• **Records for the exercise**:
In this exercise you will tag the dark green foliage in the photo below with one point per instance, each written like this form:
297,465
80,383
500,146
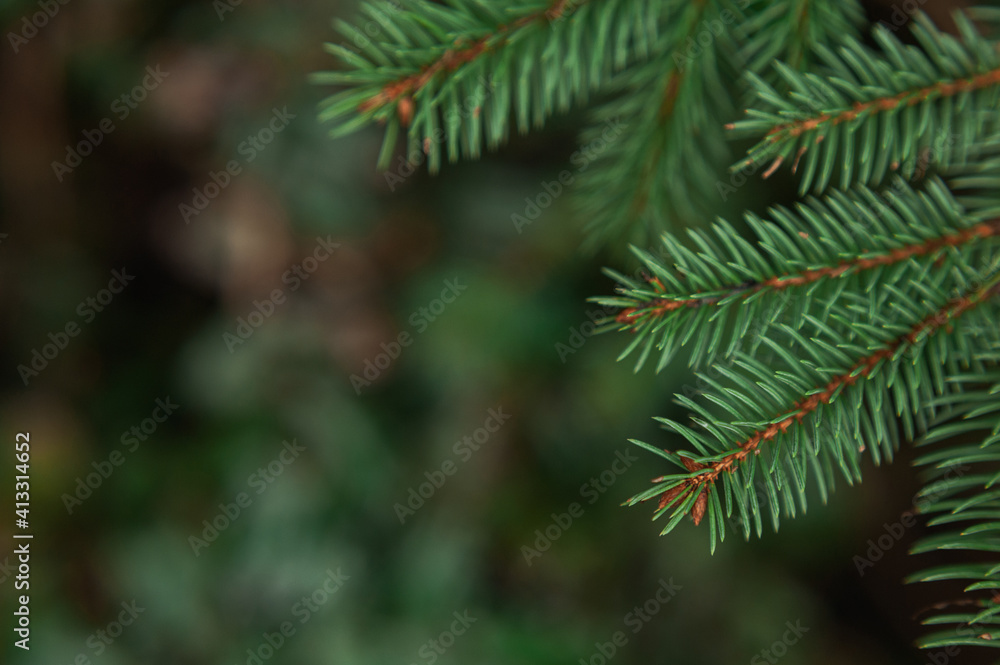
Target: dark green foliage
853,322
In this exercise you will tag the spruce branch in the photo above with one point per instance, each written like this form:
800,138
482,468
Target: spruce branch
451,77
844,242
960,489
875,112
791,30
661,173
826,425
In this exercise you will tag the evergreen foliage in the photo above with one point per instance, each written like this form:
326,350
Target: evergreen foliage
862,318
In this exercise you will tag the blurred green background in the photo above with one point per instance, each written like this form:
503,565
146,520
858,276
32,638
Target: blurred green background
334,511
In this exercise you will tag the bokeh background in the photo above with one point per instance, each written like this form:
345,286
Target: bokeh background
333,508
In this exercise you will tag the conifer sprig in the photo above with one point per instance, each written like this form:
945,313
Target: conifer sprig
876,112
816,416
961,492
845,242
451,77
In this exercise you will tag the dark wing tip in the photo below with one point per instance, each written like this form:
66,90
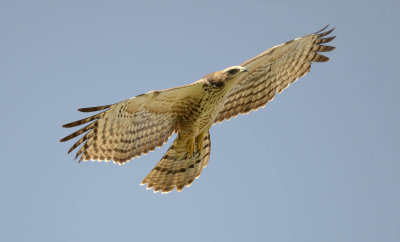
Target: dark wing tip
93,109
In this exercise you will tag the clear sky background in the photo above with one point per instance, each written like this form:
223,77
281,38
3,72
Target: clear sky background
319,163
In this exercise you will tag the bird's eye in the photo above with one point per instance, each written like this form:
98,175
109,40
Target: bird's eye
233,71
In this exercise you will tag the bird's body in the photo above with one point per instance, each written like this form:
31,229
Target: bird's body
138,125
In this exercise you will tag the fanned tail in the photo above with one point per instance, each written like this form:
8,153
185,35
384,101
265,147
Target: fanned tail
177,168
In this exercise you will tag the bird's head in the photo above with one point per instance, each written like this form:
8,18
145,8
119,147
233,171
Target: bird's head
225,77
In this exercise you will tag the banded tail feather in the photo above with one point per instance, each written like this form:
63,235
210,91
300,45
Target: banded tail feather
177,168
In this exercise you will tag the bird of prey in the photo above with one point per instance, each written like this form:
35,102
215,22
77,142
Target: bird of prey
125,130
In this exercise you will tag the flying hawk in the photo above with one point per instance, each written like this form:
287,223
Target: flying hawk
125,130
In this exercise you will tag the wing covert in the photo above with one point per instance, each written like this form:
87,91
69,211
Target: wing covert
274,70
129,128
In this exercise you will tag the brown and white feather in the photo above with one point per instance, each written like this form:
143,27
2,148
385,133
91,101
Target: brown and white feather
272,71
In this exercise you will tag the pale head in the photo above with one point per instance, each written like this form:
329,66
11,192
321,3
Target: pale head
226,76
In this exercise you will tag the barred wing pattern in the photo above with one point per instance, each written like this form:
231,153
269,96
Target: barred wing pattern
130,128
272,71
177,168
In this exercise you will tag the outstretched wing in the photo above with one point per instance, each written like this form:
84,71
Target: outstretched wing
274,70
132,127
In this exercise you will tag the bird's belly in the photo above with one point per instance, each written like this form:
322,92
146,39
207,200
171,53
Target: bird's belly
201,119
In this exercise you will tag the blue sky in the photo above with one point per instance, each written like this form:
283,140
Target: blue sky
319,163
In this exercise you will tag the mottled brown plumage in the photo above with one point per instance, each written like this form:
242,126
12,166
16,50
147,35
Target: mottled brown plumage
125,130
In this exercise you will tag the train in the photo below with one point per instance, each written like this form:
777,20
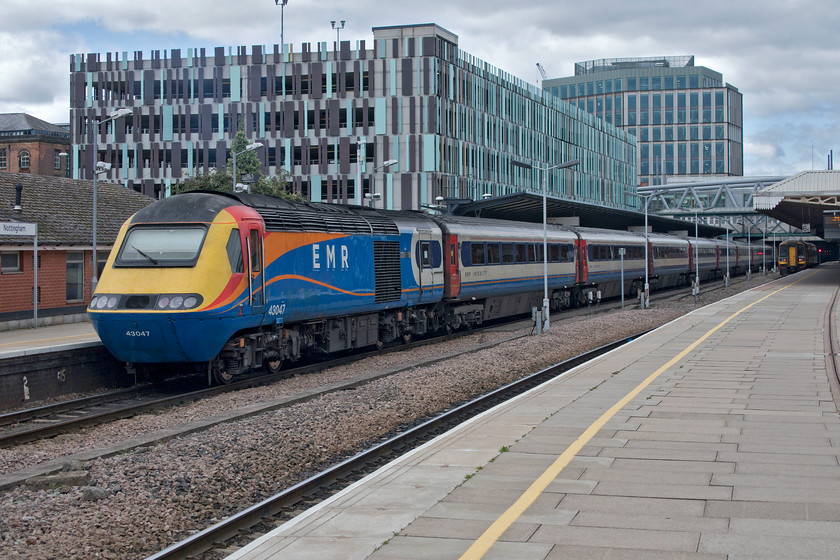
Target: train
228,283
795,255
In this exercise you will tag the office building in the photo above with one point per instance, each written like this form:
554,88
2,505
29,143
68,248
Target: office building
687,120
331,115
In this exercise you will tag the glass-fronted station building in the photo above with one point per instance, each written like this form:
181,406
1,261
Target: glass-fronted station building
688,122
330,117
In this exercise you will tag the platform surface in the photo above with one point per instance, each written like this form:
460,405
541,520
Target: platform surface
47,339
716,436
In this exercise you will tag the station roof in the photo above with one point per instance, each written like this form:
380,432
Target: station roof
802,199
63,209
527,207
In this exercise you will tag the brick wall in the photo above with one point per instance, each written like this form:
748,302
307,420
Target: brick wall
42,157
16,287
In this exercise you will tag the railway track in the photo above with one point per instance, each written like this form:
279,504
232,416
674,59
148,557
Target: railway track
241,528
47,421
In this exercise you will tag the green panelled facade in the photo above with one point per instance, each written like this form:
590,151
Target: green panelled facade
688,122
331,117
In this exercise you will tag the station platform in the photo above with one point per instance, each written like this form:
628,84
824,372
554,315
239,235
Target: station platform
67,336
716,436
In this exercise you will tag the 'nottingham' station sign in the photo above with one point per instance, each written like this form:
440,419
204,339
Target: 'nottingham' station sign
18,229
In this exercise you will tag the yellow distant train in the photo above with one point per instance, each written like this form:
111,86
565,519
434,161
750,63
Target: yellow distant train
797,255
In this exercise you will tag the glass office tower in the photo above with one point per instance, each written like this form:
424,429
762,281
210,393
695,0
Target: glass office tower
331,115
688,122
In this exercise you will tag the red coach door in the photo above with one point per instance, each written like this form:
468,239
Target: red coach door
451,278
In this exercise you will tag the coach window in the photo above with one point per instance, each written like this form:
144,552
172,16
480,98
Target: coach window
493,253
521,252
566,253
507,253
234,251
75,275
425,254
477,253
554,252
10,262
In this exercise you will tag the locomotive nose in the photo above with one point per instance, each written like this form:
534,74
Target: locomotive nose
139,339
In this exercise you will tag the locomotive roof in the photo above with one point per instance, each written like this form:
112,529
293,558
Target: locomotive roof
278,214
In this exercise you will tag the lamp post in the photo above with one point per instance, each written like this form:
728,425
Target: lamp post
338,29
544,171
696,289
647,197
248,148
726,276
374,196
282,4
97,167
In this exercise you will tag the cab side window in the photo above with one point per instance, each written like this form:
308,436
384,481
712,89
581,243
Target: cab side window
234,250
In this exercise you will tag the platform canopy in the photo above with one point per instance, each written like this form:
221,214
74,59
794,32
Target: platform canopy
527,207
802,200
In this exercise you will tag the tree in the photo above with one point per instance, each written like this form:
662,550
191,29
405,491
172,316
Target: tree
221,179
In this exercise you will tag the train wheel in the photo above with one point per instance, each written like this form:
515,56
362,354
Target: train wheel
273,366
221,375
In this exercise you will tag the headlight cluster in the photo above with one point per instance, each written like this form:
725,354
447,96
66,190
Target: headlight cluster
177,302
147,302
104,302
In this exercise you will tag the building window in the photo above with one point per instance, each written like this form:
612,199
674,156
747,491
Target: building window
10,262
75,275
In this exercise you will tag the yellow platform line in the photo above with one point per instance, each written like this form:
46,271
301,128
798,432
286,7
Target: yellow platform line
480,547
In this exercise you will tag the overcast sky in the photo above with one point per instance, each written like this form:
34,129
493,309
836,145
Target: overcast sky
782,55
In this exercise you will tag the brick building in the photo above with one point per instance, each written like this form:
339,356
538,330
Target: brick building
62,208
30,145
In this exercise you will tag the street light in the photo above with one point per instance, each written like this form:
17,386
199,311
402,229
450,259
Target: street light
646,294
97,168
282,4
545,170
374,196
248,148
338,29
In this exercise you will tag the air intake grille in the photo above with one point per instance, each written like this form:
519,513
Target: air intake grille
386,262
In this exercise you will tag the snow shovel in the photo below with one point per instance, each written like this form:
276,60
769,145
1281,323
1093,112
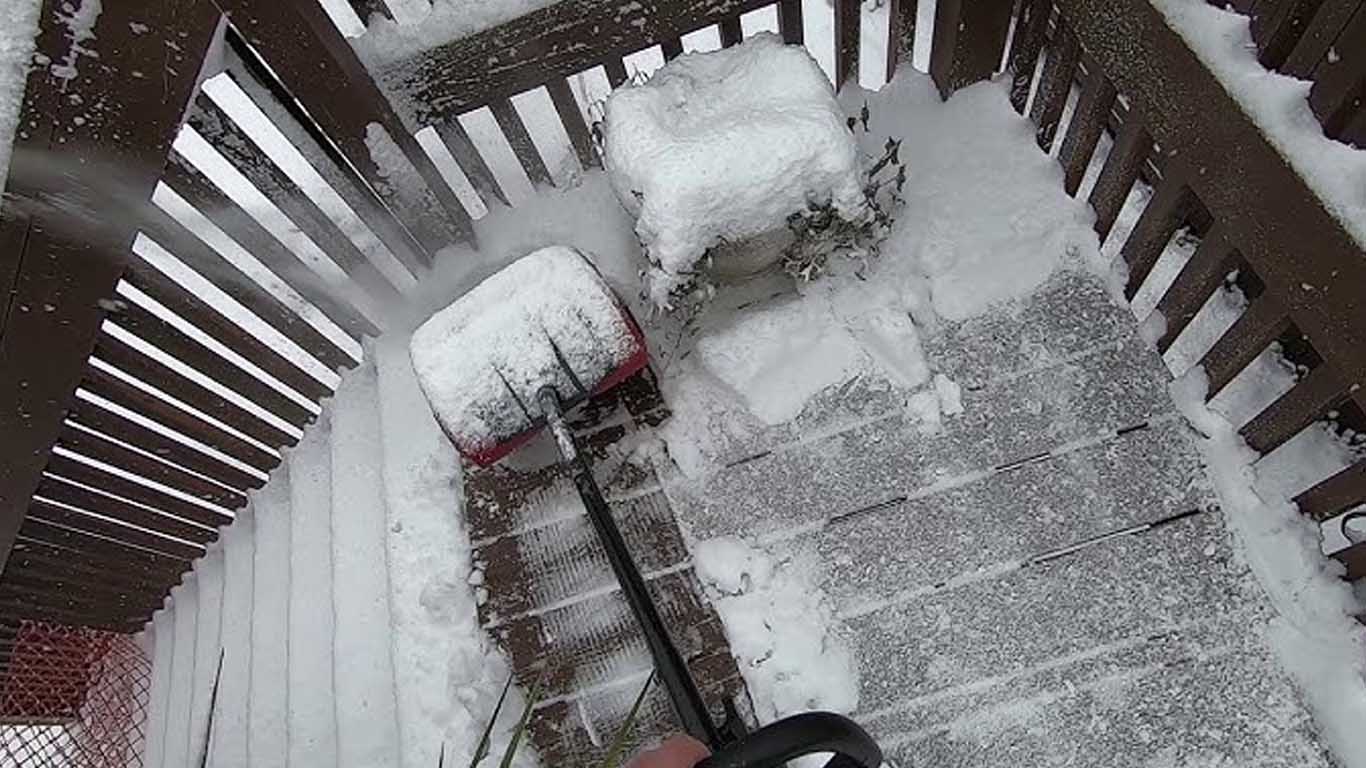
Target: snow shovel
512,357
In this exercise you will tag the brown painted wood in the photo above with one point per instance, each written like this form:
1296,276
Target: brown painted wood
1055,85
318,67
731,32
1318,37
161,376
1261,323
1273,219
82,496
45,353
969,38
1197,280
94,477
170,339
469,73
1089,119
1335,495
1297,409
470,161
194,309
573,120
100,447
521,141
134,399
1337,90
790,21
1030,30
1163,215
1118,175
238,149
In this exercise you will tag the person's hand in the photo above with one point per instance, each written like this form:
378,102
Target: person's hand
676,752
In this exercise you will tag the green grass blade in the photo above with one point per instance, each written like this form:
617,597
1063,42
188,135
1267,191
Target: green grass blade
614,755
482,749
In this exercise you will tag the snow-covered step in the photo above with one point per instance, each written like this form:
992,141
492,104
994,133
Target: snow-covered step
362,656
268,704
312,719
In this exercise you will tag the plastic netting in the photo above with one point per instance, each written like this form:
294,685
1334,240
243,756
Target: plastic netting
71,697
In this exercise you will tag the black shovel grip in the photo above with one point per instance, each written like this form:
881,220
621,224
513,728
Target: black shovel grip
797,735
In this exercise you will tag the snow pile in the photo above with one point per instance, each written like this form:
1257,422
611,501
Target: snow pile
780,627
15,48
482,360
1277,104
723,146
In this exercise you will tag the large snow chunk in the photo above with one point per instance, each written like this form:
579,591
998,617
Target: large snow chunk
723,146
545,319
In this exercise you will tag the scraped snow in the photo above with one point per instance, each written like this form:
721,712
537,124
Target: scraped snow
482,360
723,146
1277,104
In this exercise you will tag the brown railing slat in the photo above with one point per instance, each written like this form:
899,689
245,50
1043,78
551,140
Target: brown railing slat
470,161
190,351
68,492
1318,37
1055,85
1197,280
1307,401
1336,494
238,149
573,120
101,448
521,141
1118,175
969,37
94,477
161,376
731,30
790,21
1165,211
1030,29
1089,119
1260,324
134,399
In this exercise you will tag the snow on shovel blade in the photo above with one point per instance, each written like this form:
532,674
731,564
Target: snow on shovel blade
545,319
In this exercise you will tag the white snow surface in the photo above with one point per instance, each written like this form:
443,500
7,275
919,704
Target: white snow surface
1279,104
17,37
726,145
511,328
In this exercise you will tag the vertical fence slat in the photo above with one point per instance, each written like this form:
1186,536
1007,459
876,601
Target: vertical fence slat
470,161
1307,401
521,141
1260,324
1089,120
1055,85
1118,175
1336,494
1322,30
1030,29
1197,280
790,21
1154,228
846,41
573,120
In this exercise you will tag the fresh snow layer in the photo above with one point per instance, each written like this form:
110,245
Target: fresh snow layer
1279,104
726,145
482,360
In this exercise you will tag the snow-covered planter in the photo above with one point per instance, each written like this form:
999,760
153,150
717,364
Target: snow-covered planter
720,149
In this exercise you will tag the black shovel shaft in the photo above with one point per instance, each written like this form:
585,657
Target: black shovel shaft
668,663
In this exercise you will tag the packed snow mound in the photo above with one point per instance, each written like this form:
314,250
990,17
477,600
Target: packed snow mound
482,360
723,146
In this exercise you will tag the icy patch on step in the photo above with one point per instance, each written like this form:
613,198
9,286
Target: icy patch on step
780,627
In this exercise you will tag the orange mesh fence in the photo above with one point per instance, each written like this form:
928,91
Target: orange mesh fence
71,697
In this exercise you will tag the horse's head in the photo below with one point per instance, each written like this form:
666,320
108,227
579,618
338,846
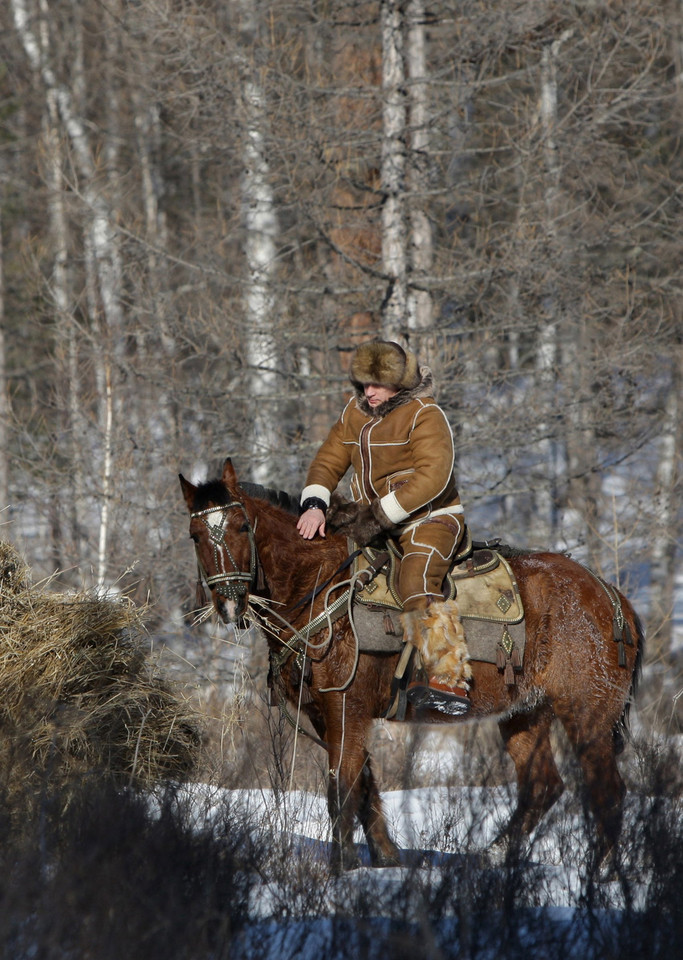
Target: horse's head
224,541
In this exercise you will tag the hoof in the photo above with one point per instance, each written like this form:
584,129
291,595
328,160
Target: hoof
344,862
386,860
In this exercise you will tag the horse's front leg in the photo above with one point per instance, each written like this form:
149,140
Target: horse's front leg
352,790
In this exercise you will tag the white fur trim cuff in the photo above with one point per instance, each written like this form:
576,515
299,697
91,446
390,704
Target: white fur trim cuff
315,490
393,508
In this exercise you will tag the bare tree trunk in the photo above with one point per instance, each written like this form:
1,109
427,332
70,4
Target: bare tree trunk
100,235
4,398
60,291
394,227
419,313
666,510
262,229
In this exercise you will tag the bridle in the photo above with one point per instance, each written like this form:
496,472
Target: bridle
229,583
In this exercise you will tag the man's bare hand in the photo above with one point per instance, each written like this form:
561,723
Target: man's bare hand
311,522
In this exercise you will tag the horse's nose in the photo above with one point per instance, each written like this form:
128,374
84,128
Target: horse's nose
230,610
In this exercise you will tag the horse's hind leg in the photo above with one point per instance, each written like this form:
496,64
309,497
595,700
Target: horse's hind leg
539,785
383,851
592,737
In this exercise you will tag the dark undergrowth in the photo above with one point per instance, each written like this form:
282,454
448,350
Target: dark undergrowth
99,872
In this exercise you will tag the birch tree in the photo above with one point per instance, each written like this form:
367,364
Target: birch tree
102,254
394,226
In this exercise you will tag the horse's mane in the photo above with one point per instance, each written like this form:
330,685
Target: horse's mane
277,498
215,491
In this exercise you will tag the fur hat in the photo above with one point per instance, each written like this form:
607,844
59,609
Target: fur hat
385,363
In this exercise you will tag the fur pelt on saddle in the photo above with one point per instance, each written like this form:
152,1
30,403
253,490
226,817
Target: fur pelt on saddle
362,522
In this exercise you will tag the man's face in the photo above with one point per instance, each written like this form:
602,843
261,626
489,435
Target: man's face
377,394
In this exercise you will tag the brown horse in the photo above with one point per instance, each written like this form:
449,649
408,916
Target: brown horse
249,551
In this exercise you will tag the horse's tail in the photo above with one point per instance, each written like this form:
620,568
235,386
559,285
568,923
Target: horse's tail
621,727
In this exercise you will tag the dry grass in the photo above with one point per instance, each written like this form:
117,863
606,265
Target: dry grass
79,693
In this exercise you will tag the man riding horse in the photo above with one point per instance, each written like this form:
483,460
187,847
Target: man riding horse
400,445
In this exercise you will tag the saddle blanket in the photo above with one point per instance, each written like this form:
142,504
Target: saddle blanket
489,606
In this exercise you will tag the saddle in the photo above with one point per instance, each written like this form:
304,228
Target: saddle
489,604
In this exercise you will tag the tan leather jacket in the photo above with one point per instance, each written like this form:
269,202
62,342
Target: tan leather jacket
403,454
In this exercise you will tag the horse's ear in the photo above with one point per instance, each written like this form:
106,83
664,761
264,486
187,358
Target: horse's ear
189,491
229,476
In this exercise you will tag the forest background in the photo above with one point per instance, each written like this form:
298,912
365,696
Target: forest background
206,205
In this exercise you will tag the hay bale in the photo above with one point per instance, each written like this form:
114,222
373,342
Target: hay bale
79,693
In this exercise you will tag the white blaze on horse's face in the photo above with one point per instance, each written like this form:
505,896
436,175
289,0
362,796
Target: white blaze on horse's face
226,556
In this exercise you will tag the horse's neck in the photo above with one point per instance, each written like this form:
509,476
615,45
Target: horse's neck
291,568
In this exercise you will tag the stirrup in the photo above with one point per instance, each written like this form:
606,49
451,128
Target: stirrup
435,695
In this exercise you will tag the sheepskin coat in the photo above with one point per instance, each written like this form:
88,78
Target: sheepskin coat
401,452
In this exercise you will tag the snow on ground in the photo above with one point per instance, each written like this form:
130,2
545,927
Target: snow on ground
435,829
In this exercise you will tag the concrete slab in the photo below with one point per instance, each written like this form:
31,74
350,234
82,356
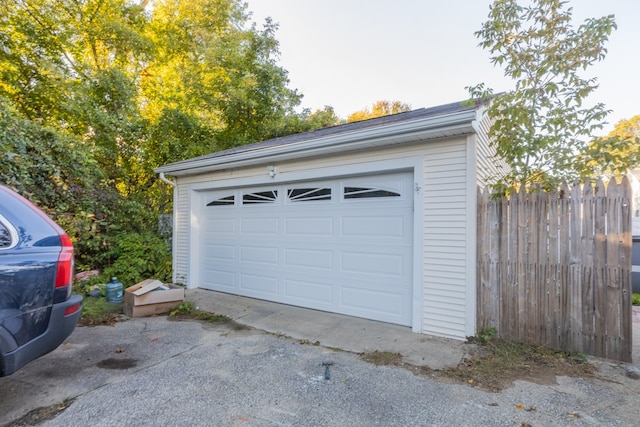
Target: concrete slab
332,330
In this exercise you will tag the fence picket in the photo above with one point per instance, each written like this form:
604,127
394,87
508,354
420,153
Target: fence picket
554,268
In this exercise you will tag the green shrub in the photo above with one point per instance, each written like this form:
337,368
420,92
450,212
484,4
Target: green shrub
140,256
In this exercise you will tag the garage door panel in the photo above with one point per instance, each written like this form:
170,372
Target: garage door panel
220,226
220,279
386,306
306,292
349,256
219,252
259,226
367,226
259,254
266,286
309,258
368,263
309,226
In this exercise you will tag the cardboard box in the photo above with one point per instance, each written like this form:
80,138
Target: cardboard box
151,297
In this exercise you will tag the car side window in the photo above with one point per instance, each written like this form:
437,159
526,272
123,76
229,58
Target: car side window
5,237
8,235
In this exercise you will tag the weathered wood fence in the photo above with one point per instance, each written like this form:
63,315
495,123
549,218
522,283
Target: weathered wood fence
555,268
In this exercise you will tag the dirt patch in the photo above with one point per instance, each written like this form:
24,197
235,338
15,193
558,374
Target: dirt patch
40,415
496,364
113,363
380,358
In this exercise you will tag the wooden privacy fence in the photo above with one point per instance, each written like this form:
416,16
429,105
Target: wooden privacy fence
554,268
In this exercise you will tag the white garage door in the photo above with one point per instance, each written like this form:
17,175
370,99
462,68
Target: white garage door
343,245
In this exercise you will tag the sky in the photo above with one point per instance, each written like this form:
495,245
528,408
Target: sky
350,53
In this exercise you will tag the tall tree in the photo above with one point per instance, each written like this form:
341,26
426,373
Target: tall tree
615,153
541,125
379,109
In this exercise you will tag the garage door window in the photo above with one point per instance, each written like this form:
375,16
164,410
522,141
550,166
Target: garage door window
261,197
308,194
224,201
367,192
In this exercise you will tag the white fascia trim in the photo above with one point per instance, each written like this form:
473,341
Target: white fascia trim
422,129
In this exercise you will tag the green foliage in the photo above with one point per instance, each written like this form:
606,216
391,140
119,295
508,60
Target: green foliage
140,256
186,311
97,311
484,336
94,94
614,154
541,125
379,109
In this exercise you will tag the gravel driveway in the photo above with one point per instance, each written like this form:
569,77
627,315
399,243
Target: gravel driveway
156,372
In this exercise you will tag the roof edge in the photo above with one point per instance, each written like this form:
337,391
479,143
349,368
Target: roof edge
459,123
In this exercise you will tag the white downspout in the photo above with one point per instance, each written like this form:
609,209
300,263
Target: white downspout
164,179
174,233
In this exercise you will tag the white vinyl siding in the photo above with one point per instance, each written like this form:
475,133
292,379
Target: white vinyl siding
444,171
488,166
444,305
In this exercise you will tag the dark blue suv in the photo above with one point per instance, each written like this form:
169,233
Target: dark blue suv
37,310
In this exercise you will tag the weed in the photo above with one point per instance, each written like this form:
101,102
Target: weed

• **Short problem**:
Nothing but the lines from the one with "In this exercise you will tag the roof" through the last line should be repeated, each exactly as it stands.

• **Output below**:
In this exercise you will tag the roof edge in the photo above with one point per instance, each written like this form:
337,391
479,143
349,368
Target: roof edge
459,123
In this exercise you will tag the white downspout in the photo above with one point per instance, each written like this form:
609,209
300,263
Target: white downspout
164,179
174,233
In this exercise you will tag the white vinyl siding in the photo above with one point per instance, each written like this form:
475,133
292,379
Target: white vinyl siding
444,171
488,166
444,305
In this exercise you will tag the dark blue suv in the photo above with one point per instance, each written like this form:
169,233
Target: dark blue suv
37,310
In this exercise you will tag the weed in the photo above with one point per instance, each written like this form:
101,102
Target: weed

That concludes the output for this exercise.